Exercise aim - Can you render every line of the listing below as a string in a JSON list, one string per line, with blank lines left out?

Data lines:
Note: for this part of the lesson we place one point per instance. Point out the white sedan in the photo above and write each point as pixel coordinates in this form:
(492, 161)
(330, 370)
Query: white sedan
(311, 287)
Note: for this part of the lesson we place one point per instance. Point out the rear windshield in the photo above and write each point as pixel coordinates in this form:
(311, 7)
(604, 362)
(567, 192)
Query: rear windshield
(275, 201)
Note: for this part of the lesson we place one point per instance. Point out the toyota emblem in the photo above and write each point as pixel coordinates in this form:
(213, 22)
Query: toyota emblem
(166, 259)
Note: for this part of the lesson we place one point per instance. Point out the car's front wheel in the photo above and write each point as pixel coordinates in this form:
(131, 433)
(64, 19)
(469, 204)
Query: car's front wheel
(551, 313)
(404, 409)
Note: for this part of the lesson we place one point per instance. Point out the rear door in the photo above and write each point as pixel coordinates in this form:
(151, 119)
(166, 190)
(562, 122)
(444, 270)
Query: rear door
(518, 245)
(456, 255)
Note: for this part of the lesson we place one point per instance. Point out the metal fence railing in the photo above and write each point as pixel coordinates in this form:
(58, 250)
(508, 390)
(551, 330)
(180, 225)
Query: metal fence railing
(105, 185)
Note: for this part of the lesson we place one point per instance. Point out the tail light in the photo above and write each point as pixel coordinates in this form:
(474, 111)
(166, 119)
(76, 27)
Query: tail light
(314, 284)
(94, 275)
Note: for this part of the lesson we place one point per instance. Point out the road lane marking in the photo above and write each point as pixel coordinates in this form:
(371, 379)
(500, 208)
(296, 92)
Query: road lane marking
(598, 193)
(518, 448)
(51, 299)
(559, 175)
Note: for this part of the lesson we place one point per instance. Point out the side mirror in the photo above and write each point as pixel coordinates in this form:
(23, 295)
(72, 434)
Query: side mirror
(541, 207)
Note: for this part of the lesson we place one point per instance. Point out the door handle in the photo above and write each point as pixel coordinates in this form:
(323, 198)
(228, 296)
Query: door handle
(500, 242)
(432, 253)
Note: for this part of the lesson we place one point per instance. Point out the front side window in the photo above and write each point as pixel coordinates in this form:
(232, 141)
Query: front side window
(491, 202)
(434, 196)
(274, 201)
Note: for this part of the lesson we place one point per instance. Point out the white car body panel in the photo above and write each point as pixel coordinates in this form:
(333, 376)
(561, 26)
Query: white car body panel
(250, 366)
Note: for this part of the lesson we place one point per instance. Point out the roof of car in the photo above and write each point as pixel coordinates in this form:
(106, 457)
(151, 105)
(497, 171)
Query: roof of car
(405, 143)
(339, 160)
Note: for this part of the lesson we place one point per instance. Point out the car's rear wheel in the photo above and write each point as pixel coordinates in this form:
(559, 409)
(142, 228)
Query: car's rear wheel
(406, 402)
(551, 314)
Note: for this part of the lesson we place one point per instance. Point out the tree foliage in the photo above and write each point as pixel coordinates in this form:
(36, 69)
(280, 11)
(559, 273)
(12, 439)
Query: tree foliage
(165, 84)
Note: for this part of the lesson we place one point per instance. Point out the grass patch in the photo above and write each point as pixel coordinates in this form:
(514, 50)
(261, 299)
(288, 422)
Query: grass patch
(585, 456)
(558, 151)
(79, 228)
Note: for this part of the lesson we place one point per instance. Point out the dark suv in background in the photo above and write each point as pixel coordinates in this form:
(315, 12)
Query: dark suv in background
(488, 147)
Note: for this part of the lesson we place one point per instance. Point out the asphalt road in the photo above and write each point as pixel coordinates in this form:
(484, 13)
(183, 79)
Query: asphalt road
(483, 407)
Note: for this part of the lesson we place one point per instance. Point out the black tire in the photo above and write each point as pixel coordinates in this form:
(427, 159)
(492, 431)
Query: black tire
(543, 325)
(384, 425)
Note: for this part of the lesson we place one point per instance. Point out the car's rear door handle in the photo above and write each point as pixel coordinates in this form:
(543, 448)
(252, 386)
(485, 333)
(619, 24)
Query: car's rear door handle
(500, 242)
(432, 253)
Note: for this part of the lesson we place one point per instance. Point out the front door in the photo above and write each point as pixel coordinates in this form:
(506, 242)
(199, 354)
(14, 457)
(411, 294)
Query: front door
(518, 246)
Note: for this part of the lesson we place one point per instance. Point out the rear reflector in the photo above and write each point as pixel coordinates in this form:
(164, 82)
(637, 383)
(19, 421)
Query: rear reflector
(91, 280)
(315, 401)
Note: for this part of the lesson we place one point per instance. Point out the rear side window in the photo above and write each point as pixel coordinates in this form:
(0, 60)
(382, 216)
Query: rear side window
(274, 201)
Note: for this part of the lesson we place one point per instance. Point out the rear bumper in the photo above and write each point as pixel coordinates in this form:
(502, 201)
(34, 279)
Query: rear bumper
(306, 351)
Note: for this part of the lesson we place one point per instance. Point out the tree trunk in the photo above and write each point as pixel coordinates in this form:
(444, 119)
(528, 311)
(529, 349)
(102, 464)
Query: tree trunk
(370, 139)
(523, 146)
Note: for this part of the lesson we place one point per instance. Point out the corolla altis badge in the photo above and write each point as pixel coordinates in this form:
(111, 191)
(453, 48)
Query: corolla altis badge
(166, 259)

The reply -
[
  "Note: for this part of the lesson we place one point per instance. Point out the white sedan in the photo above and write each point as pixel coordinates in this form:",
  "(492, 161)",
  "(330, 370)",
  "Query: white sedan",
  "(311, 287)",
  "Note: for this part of the lesson we place one point per instance. Point out the rear windshield in the photo above and write each point as pixel coordinates in this form:",
  "(311, 7)",
  "(604, 362)",
  "(567, 192)",
  "Query: rear windshield",
  "(275, 201)",
  "Note: for this part of the lesson we place one point per instance. Point out the toyota emblem in the photo above and write each point as pixel coordinates in this form:",
  "(213, 22)",
  "Query: toyota emblem",
  "(166, 259)",
  "Note: for this part of the lesson we place one point per instance. Point out the car's front wheel in the photo above and write each point as pixel coordinates in this form:",
  "(131, 433)",
  "(64, 19)",
  "(469, 204)",
  "Query: car's front wheel",
  "(551, 313)",
  "(404, 409)",
  "Note: for this part of the lesson we place one point per instance. Point out the rear door in the photo above and write each point as pixel coordinates in this form:",
  "(151, 119)",
  "(166, 190)",
  "(562, 122)",
  "(444, 270)",
  "Query: rear door",
  "(518, 245)",
  "(456, 255)",
  "Note: for this part of the lesson we place one point per instance. Point out the metal fence railing in the photo above and write each point as pixel coordinates in this form:",
  "(58, 250)",
  "(508, 390)",
  "(551, 330)",
  "(180, 225)",
  "Query: metal fence railing",
  "(105, 185)",
  "Note: for this part of the lesson we place one point per instance. Point out the tail light in the photo above and write each point as pixel coordinates in this form:",
  "(474, 111)",
  "(166, 119)",
  "(76, 27)",
  "Query: tail light",
  "(314, 284)",
  "(94, 275)",
  "Note: for this part of the lesson we place one point per instance. Point out the road lane marking in the photo above and write each point as pixel coordinates in this form:",
  "(371, 379)",
  "(500, 208)",
  "(296, 92)",
  "Query: road lane marking",
  "(598, 193)",
  "(518, 448)",
  "(51, 299)",
  "(559, 175)",
  "Note: for this part of the lesson we place one point per instance. Point out the side mirror in the photo above and write each point as pixel coordinates in this form:",
  "(23, 295)",
  "(72, 434)",
  "Query: side mirror",
  "(541, 207)",
  "Note: for this part of the lesson we place one point per instance. Point out the door handle in the photo above and write each point as pixel coordinates in this form:",
  "(323, 198)",
  "(228, 296)",
  "Query: door handle",
  "(500, 242)",
  "(432, 253)",
  "Note: for this part of the lesson we place one point per instance. Point out the front side window in the photo above and write each point as pixel coordinates in this form:",
  "(232, 141)",
  "Query: front side window",
  "(491, 202)",
  "(434, 196)",
  "(274, 201)",
  "Note: for this part of the lesson we place one point per instance. Point out the white car body panel in the photo above and write each point as pixel coordinates in this form:",
  "(333, 376)",
  "(561, 26)",
  "Query: white car body panel",
  "(250, 366)",
  "Note: for this part of the lesson we place one point per instance. Point out the roof of car in the photo above and write each point as pixel coordinates in this form:",
  "(106, 457)",
  "(151, 105)",
  "(497, 171)",
  "Query: roof of car",
  "(405, 143)",
  "(339, 160)",
  "Note: for this part of the lesson we place one point per instance. Point out the car's rear wheel in the photo above and write each point as pixel coordinates in this form:",
  "(559, 409)",
  "(142, 228)",
  "Query: car's rear wheel",
  "(406, 402)",
  "(551, 314)",
  "Note: for this part of the lesson we place one point per instance. Point out the tree foliage in the photo above and write each point as pixel coordinates in this form:",
  "(36, 69)",
  "(280, 11)",
  "(559, 273)",
  "(12, 439)",
  "Query: tree foliage",
  "(165, 84)",
  "Note: for this part of the lesson we place one point per instance. Point out the grass patch in the photo above and write each point as pixel coordinates in this form:",
  "(514, 50)",
  "(261, 299)",
  "(288, 422)",
  "Query: grass patch",
  "(585, 456)",
  "(558, 151)",
  "(79, 228)",
  "Note: for this part of the lesson we place one point per instance. Point out the dark suv in background in the photo above and write each point as pixel coordinates in this form:",
  "(315, 12)",
  "Query: dark suv in background",
  "(488, 147)",
  "Note: for this part of the lesson we place one point per instance. Point out the asphalt road in the photo above and write each point as pixel coordinates in this form:",
  "(484, 13)",
  "(183, 79)",
  "Query: asphalt road",
  "(483, 407)",
  "Note: for this part of the lesson we place one point per instance. Point out the black tire in the photo above and write each point as pixel coordinates in this form:",
  "(427, 159)",
  "(492, 431)",
  "Query: black tire",
  "(543, 325)",
  "(384, 425)",
  "Note: for this part of the lesson we place one point per instance. Point out the car's rear door handle in the photo above and write each point as pixel coordinates in this form:",
  "(543, 448)",
  "(252, 386)",
  "(485, 333)",
  "(619, 24)",
  "Query: car's rear door handle",
  "(500, 242)",
  "(432, 253)",
  "Note: for this part of the lesson we place one point per instance. Point out the front door in the photo above and write each point as pixel coordinates in this form:",
  "(506, 242)",
  "(199, 354)",
  "(14, 457)",
  "(411, 294)",
  "Query: front door",
  "(518, 246)",
  "Note: for this part of the lesson we place one point per instance. Point out the rear reflector in the photo above and write each point as pixel coordinates in this form:",
  "(164, 82)",
  "(637, 383)",
  "(19, 421)",
  "Query: rear reflector",
  "(91, 280)",
  "(315, 401)",
  "Note: for this part of the lesson we place one point per instance. Point out the rear side window in the photo above and write each point as pixel coordinates in this form:",
  "(0, 60)",
  "(382, 216)",
  "Query: rear side window",
  "(274, 201)",
  "Note: for this part of the lesson we place one point per instance. Point out the rear bumper in the photo above and write each point as pixel coordinates in this form:",
  "(502, 201)",
  "(34, 279)",
  "Query: rear bumper",
  "(306, 351)",
  "Note: for this part of the lesson we place one point per instance. Point out the tree trunk in the photo above and write each point as pixel coordinates in this form:",
  "(444, 119)",
  "(528, 311)",
  "(529, 349)",
  "(102, 464)",
  "Query: tree trunk",
  "(370, 139)",
  "(523, 146)",
  "Note: for this part of the lesson we place one point per instance. Point out the corolla altis badge in the photo above and write each point as pixel coordinates in this form:",
  "(111, 191)",
  "(453, 48)",
  "Query: corolla altis badge",
  "(166, 259)"
]